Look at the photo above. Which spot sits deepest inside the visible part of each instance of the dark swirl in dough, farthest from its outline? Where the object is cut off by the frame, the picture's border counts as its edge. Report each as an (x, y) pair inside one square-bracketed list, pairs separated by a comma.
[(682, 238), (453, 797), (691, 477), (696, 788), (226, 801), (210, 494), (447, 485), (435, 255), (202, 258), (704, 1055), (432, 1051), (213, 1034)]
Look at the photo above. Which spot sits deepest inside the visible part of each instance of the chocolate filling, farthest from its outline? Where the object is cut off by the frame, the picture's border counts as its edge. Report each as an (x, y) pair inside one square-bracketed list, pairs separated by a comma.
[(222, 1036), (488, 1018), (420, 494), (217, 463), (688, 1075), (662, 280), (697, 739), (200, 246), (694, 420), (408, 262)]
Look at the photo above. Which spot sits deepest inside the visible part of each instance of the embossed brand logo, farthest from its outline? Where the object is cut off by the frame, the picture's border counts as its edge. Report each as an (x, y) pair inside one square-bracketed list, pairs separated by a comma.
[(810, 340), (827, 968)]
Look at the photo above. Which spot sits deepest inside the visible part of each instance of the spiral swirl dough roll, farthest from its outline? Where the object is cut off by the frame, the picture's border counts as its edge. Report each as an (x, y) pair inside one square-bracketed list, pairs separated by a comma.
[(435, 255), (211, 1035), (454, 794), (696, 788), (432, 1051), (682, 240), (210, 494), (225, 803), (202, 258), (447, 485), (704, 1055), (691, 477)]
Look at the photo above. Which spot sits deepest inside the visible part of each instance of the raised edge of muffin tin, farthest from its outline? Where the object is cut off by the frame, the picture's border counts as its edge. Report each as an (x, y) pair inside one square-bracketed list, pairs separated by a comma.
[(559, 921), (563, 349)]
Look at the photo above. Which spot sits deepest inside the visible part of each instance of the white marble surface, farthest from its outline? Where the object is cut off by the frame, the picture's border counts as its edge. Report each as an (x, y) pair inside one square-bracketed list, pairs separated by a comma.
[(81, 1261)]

+--

- _What you will do_
Each record must be output word for word.

- _Task answer_
Look at the photo above. Which spot sits deepest inside the visible part of each instance of the dark swirl in dough, farthest from its outline? Where the object is cut off by the frame, the picture's border counts as its edge. Report each as an (x, y) pair inside one square-bracketed list, pairs separated by a comma.
[(682, 238), (453, 797), (691, 477), (696, 788), (226, 801), (210, 494), (447, 485), (435, 255), (202, 258), (704, 1055), (432, 1051), (213, 1034)]
Look at the photo above. Which spot sits deepest inside the visible part of each instance of the chocolate filling, farthest from its outline? Where the object is cut off by the frame, the picture's border counts as its edge. Report each as an (x, y) pair inside one square-bracketed list, pairs separated by a comma.
[(222, 1036), (488, 1018), (420, 494), (217, 463), (688, 1075), (662, 280), (697, 739), (200, 246), (694, 420), (408, 262)]
Look at the photo above. Which spot sits deepest inside the visible part of each instance of the embossed brand logo, farthest from its outline? Where the object is cut off by the frame, the picture's border counts as its edge. Report each as an (x, y) pair inside one square-bracketed list, pairs separated by a comma.
[(810, 340), (827, 968)]
Look at the photo above. Which spot sits deepest inside the visible part of each instance of the spiral swirl dough roll, farthest from its outline? Where the object is cut off by the frame, the picture's border counts as its edge. Report each as an (x, y) pair inside one square-bracketed list, pairs separated by a comma.
[(435, 255), (211, 1035), (454, 794), (696, 788), (432, 1051), (682, 240), (210, 494), (225, 803), (202, 258), (447, 485), (704, 1055), (691, 477)]
Look at the photo above. Which spot sits deepest inside the visible part of each instance of the raised edge of muffin tin, farthest from its outline? Where the object is cut off by the frame, the picture's border counts as its edge. Report each as an (x, y) pair inside one square-bracketed list, pairs separated by a comma.
[(559, 921), (563, 349)]
Look at the photo above. Which spot sits deepest inside the visible part of each instance of the white marble surface, farthest from its outline? Where the object is cut off by the frame, the picture's border counts as its edge. Report each as an (x, y) pair inside one square-bracketed list, pairs separated by a comma.
[(81, 1261)]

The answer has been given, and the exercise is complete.